Extrait -
━━━━━━

Le vote est pitoyable. Le groupe Verts-ALE a introduit une demande de modification de l’ordre du jour de la session de Strasbourg le 21 octobre, afin que se tienne un débat sur la situation en Catalogne. Elle a été rejetée par 299 voix contre 118.
Le débat sur l’ordre du jour d’une session du Parlement Européen est d’ordinaire sans relief, et la proposition formulée par la Conférence des Présidents de groupes le plus souvent validée sans grands changements. Cela a été différent ce lundi car, s’agissant de la Catalogne, les forces politiques espagnolistes se sont mobilisées sur tous les bancs.
C’était même pathétique de voir les groupes socialiste (dont le PSOE espagnol), conservateur (où siègent trois élus Vox), libéral (qui comprend Ciutadanos) et PPE (avec le Partido Popular) se disputer à travers des porte-parole issus des composantes espagnoles la première intervention contre la tenue d’un simple débat, alors que 525.000 manifestants ont envahi le centre de Barcelone vendredi 18 octobre, et alors qu’une semaine durant la mobilisation des Catalans a mis en évidence la caractère inacceptable de ces condamnations.
C’est un député socialiste du PSOE qui a été le plus rapide et qui a déclamé son refus d’un débat « qui serait une ingérence dans les affaires intérieures d’un Etat-membre », par ailleurs reconnu comme « parfaitement démocratique ». La déléguée du PPE enrageait de n’avoir pu parler avant le socialiste alors que son groupe est plus grand, puis renchérissait encore.
Cet empressement ulcéré est tout de même paradoxal : si la sentence de la Cour Suprême espagnole condamnant jusqu’à 13 années de prison des élus parfaitement démocratiques était si inattaquable, pourquoi craindre qu’elle soit débattue ?
Puis on est passé au vote, moins serré que ce que les instructions données par les chefs des groupes laissaient prévoir, signe que de nombreux députés ont enfreint la consigne de vote, mais suffisant pour verrouiller les choses et empêcher la démocratie de s’exprimer.
Mais ce mini-débat sur l’ordre du jour de la session a quand même eu son intérêt en ébranlant la ligne négationniste que les chefs d’Etats suivent depuis le début de la crise catalane, faisant mine de ne rien voir et de ne rien entendre de la volonté démocratique exprimée avec force et constance par le peuple catalan.

━━━━━━

Consigne A - Extrayez du texte sur la Catalogne, sans la moindre modification, le passage compris entre « Mais ce mini-débat » et « le peuple catalan. », bornes incluses.

(Extraits de données d'annotation par points)
━━━━━━

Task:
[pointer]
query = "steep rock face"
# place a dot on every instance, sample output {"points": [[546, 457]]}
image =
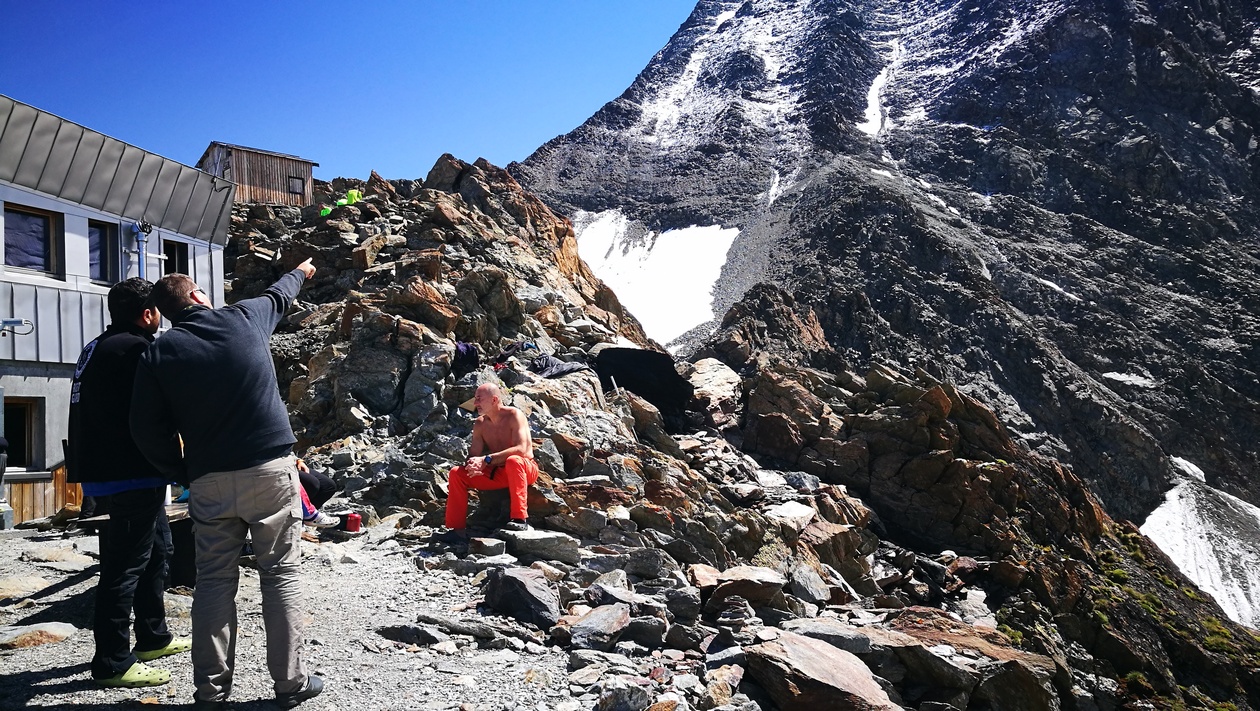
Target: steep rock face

━━━━━━

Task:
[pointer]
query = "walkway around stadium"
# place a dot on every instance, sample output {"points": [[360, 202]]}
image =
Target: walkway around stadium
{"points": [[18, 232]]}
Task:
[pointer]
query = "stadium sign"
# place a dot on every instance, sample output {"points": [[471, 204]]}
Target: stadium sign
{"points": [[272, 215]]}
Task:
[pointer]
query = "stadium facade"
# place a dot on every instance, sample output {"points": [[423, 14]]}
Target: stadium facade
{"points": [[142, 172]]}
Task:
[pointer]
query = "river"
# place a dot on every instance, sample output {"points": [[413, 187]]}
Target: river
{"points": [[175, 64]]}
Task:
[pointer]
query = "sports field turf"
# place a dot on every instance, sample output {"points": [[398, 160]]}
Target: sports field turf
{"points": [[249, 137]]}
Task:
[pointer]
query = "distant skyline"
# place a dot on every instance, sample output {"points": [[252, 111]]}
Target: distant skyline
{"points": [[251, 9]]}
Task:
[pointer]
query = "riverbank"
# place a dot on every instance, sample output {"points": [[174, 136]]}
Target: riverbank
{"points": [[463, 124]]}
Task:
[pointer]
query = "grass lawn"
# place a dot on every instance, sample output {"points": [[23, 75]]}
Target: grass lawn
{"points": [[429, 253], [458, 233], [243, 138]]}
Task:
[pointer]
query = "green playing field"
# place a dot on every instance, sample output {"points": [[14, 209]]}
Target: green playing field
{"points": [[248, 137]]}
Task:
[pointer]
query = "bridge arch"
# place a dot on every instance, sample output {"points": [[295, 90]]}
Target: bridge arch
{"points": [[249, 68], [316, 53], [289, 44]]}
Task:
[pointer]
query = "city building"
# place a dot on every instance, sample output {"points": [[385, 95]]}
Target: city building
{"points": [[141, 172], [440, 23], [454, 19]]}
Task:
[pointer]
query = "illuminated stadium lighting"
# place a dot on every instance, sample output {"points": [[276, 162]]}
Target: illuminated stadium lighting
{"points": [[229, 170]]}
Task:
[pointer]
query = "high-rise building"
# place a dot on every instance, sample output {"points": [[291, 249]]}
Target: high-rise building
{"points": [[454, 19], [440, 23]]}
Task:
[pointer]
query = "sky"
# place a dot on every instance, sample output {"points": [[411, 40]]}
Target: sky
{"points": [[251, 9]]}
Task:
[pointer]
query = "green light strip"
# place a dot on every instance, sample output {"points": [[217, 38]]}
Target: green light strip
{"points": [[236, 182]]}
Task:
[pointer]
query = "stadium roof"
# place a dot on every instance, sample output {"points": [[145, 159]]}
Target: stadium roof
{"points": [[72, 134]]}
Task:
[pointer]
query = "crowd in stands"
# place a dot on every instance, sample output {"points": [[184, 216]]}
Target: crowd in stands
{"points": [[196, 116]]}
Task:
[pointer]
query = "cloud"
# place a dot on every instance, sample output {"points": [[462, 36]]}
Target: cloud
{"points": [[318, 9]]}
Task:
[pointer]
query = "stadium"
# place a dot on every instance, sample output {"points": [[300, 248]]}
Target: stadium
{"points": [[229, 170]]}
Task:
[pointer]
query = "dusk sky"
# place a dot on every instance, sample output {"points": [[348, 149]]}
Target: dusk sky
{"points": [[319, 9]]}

━━━━━━

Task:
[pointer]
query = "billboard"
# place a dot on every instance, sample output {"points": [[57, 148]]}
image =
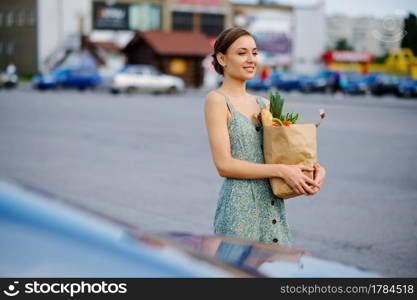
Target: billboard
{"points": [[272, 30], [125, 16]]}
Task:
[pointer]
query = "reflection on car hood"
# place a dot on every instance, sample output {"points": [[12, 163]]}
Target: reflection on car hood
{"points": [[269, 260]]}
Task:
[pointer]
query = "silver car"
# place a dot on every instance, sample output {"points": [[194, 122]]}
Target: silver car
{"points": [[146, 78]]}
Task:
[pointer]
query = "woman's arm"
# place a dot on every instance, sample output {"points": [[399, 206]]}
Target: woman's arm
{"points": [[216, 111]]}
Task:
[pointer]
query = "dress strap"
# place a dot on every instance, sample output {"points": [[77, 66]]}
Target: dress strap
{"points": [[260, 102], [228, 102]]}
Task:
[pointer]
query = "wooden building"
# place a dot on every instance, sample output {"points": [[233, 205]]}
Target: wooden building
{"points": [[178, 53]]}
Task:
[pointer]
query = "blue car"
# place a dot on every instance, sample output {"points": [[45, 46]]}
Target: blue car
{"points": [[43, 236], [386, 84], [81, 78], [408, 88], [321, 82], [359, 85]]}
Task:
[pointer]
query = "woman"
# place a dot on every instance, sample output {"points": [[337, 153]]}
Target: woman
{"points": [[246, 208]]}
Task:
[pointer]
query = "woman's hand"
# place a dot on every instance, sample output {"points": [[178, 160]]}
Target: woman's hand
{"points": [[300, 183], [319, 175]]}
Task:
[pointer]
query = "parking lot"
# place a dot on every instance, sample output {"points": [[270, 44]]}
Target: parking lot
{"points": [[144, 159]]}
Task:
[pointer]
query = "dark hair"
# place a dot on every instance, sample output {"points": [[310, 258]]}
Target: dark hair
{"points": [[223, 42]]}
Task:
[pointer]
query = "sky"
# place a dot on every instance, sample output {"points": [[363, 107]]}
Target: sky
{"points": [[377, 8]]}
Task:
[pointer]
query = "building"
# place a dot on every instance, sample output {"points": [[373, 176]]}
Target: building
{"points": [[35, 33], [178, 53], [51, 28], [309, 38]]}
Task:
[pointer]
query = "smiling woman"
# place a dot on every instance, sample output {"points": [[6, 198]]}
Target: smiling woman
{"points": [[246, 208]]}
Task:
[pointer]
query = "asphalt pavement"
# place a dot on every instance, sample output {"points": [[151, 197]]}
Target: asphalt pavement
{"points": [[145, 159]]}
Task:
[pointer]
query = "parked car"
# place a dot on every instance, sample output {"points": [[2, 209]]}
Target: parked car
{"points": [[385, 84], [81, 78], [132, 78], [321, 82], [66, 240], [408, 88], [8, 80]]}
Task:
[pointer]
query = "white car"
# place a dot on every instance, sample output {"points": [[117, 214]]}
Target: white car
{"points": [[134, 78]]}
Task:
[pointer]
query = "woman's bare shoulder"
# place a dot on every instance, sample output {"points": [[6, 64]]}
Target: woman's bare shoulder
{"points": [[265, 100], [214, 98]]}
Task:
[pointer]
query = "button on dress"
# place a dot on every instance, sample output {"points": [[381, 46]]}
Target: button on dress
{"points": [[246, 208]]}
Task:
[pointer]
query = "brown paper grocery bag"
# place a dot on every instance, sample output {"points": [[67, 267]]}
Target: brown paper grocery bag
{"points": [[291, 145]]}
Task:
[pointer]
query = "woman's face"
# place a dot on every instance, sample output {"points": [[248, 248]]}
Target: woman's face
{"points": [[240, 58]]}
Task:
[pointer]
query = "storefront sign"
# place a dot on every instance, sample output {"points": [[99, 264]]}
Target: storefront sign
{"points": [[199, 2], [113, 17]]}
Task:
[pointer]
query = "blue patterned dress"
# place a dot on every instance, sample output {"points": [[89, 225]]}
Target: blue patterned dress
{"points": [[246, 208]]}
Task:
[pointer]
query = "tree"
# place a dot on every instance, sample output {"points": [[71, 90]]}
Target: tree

━━━━━━

Consigne B - Trouvez, parmi les lignes ci-dessus, chacune de celles qui contiennent la chaîne « grocery », puis recopiez-les telles quelles.

Réponse complète A -
Mais ce mini-débat sur l’ordre du jour de la session a quand même eu son intérêt en ébranlant la ligne négationniste que les chefs d’Etats suivent depuis le début de la crise catalane, faisant mine de ne rien voir et de ne rien entendre de la volonté démocratique exprimée avec force et constance par le peuple catalan.

Réponse complète B -
query = "brown paper grocery bag"
Target: brown paper grocery bag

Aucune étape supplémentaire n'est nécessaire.